Data excerpts:

--------

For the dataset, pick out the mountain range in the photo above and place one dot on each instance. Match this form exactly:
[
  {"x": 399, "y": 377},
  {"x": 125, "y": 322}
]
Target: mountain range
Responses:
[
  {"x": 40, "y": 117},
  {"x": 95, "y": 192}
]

--------

Directive: Reproduce the data above line for line, with no changes.

Output below:
For the dataset, pick out the mountain range in the photo above and place one dot on each instance. Match this form exactly:
[
  {"x": 399, "y": 377},
  {"x": 125, "y": 322}
]
Target: mountain range
Responses:
[
  {"x": 40, "y": 117},
  {"x": 95, "y": 192}
]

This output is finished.